[WRITTEN TASK] Copy word for word the part of the email on OCaml shared libraries that begins at the words "On May 17, 2004, at" and ends after "are automatically upgraded.".

On May 17, 2004, at 1:22 AM, Xavier Leroy wrote:

>> 	As the director of a shop who is using Ocaml to do real work
>> (yes I know, research is more important :P), I would really like to
>> be able to build a shared library out of code that I have written in
>> Ocaml, and link other Ocaml programs to it. [...]
>
> I'm not sure which aspect of shared libraries you're interested in.
> Unix shared libraries or Windows DLL offer the following features:
> 1- Smaller executables through code sharing.
> 2- Upgradeability: upgrade the shared library and (with luck) all
>    executables that refer to it are automatically upgraded.
> 3- Dynamic loading of code in a running program.
>
> There is however one big difference between C and OCaml, which is that
> OCaml has type-safe linking.  The linker checks that clients of a
> library were typed and compiled against the interface and cross-module
> optimization information of the library.
>
> As it is done today, this check is rather brittle: any change in the
> library interface or optimization information cause it to fail and
> require a recompile of the client modules.
>
> For static linking, this is not too bad: a package management
> framework such as GODI can automate the recompilation of clients when
> the library changes.  More importantly, you need to bring things in
> sync only when you're rebuilding your client: already compiled
> programs continue to work, since they embark their own version of the
> library.
>
> With shared libraries, any update on the shared lib would immediately
> invalidate all executables that use it.  This is the well-known "DLL
> hell" problem, just exacerbated by the very strict consistency
> checkings done by the OCaml linker.  So, feature 2- above is really
> not applicable to OCaml as it is today, and static linking is much
> more usable than dynamic linking of shared libs.

[GIVEN ENTRIES]
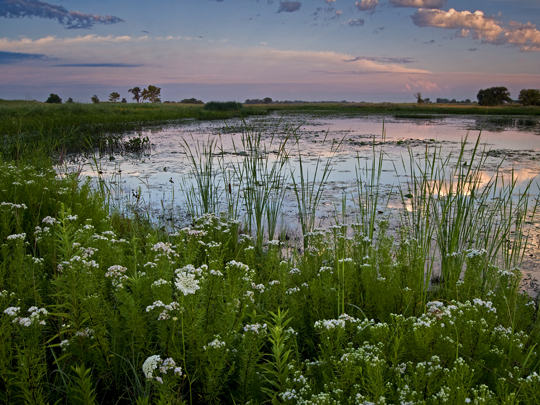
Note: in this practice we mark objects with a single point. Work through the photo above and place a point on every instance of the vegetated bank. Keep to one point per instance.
(76, 126)
(97, 307)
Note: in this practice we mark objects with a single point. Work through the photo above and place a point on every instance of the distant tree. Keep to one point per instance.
(136, 91)
(191, 101)
(54, 99)
(152, 94)
(493, 96)
(529, 97)
(114, 97)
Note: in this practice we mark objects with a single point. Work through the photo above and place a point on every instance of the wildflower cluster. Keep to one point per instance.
(154, 365)
(37, 316)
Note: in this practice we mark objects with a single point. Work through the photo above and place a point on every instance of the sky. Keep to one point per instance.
(312, 50)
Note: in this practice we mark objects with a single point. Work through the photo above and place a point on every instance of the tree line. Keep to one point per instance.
(493, 96)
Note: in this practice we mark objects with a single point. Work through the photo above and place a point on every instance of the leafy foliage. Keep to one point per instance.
(54, 99)
(493, 96)
(114, 97)
(529, 97)
(152, 94)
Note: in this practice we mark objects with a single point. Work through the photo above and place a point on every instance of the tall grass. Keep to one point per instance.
(100, 307)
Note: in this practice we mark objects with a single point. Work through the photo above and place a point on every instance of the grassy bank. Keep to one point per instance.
(26, 126)
(101, 307)
(96, 308)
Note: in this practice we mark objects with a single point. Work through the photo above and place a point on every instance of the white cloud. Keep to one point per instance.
(208, 63)
(289, 6)
(365, 5)
(526, 36)
(40, 9)
(483, 27)
(419, 3)
(357, 22)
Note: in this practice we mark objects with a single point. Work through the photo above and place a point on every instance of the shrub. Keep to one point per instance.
(54, 99)
(222, 106)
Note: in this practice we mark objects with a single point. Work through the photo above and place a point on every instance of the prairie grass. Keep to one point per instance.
(29, 127)
(98, 307)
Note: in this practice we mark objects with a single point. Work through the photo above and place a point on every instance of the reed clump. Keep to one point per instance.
(96, 307)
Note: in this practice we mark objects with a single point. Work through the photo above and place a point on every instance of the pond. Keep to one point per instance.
(166, 182)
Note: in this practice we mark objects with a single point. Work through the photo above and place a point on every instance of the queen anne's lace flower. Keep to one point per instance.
(163, 366)
(186, 282)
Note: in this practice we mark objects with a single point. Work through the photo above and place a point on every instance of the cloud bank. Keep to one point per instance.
(419, 3)
(40, 9)
(289, 6)
(487, 29)
(366, 5)
(14, 57)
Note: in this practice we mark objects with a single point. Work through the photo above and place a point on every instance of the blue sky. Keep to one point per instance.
(366, 50)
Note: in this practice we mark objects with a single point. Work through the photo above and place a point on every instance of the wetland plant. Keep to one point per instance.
(96, 306)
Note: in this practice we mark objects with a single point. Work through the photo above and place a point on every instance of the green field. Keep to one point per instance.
(104, 307)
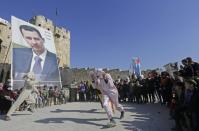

[OUTPUT FOR THIS EXERCISE]
On May 17, 2004, at 1:22 AM, Xavier Leroy wrote:

>> 	As the director of a shop who is using Ocaml to do real work
>> (yes I know, research is more important :P), I would really like to
>> be able to build a shared library out of code that I have written in
>> Ocaml, and link other Ocaml programs to it. [...]
>
> I'm not sure which aspect of shared libraries you're interested in.
> Unix shared libraries or Windows DLL offer the following features:
> 1- Smaller executables through code sharing.
> 2- Upgradeability: upgrade the shared library and (with luck) all
>    executables that refer to it are automatically upgraded.